--- GIVEN EXERCISE ---
Rewrite every line of the records below as a Markdown table with two columns, "Row" for the row number and "Line" for the line itself, leaving out any blank lines.

[Records from a dataset]
● ● ● ●
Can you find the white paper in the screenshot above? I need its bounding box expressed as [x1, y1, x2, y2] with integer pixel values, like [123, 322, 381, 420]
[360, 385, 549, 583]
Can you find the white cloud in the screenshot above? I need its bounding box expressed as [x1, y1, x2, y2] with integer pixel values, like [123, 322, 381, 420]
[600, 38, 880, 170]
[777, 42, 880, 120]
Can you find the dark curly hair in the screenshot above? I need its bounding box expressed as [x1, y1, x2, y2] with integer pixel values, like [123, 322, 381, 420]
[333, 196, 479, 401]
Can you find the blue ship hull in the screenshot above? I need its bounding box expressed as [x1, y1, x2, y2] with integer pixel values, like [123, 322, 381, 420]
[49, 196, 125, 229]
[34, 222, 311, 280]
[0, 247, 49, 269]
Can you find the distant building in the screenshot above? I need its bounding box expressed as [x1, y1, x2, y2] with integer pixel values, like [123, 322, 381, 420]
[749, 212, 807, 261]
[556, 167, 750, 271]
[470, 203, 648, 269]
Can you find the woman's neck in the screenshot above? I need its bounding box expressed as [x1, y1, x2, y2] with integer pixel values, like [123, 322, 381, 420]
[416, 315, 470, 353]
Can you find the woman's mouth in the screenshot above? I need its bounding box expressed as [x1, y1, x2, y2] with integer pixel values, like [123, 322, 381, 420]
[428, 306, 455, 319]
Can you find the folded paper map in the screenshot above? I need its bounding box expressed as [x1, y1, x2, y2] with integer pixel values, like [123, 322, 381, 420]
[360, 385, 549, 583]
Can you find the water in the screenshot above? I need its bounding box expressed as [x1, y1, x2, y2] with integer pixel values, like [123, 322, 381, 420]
● ● ● ●
--- FINISHED ANSWER ---
| Row | Line |
|---|---|
| 1 | Can you find the white paper in the screenshot above? I need its bounding box expressed as [x1, y1, x2, y2] with integer pixel values, like [123, 322, 381, 420] |
| 2 | [360, 385, 549, 583] |
| 3 | Can you find the white cloud in the screenshot above? I need its bounding box expressed as [x1, y1, x2, y2] with integer pixel values, like [123, 322, 381, 420] |
| 4 | [600, 38, 880, 170] |
| 5 | [777, 42, 880, 120] |
| 6 | Can you find the dark curly hair in the screenshot above? I need its bounding box expressed as [x1, y1, x2, y2] with integer pixel values, like [123, 322, 381, 420] |
| 7 | [333, 196, 479, 401] |
| 8 | Can you find the blue ship hull in the screenshot above? I need its bounding box expressed as [x1, y1, x2, y2] with integer pixel values, like [123, 322, 381, 420] |
| 9 | [49, 196, 125, 229] |
| 10 | [34, 222, 311, 280] |
| 11 | [0, 247, 49, 269] |
| 12 | Can you find the distant building in the screenshot above? I need its bounding box expressed as [x1, y1, x2, y2] with integer pixel values, like [123, 322, 381, 420] |
| 13 | [749, 212, 807, 261] |
| 14 | [556, 167, 750, 271] |
| 15 | [470, 203, 648, 269] |
| 16 | Can you find the woman's neck in the screenshot above? I need its bounding box expressed as [x1, y1, x2, y2] with integer pixel values, like [123, 322, 381, 420] |
| 17 | [416, 315, 470, 353] |
| 18 | Can you find the woman's mouth in the screenshot above? I need its bounding box expressed as [x1, y1, x2, y2] with integer pixel values, like [123, 322, 381, 420] |
| 19 | [428, 306, 455, 319] |
| 20 | Can you find the folded paper map in the screenshot above? I need its bounding box expressed as [x1, y1, x2, y2] with integer pixel values, like [123, 322, 381, 420] |
| 21 | [360, 385, 549, 583] |
| 22 | Can you find the water in the screenshot above? I need its bounding box expressed as [x1, y1, x2, y2] with integer pixel values, like [123, 322, 381, 420] |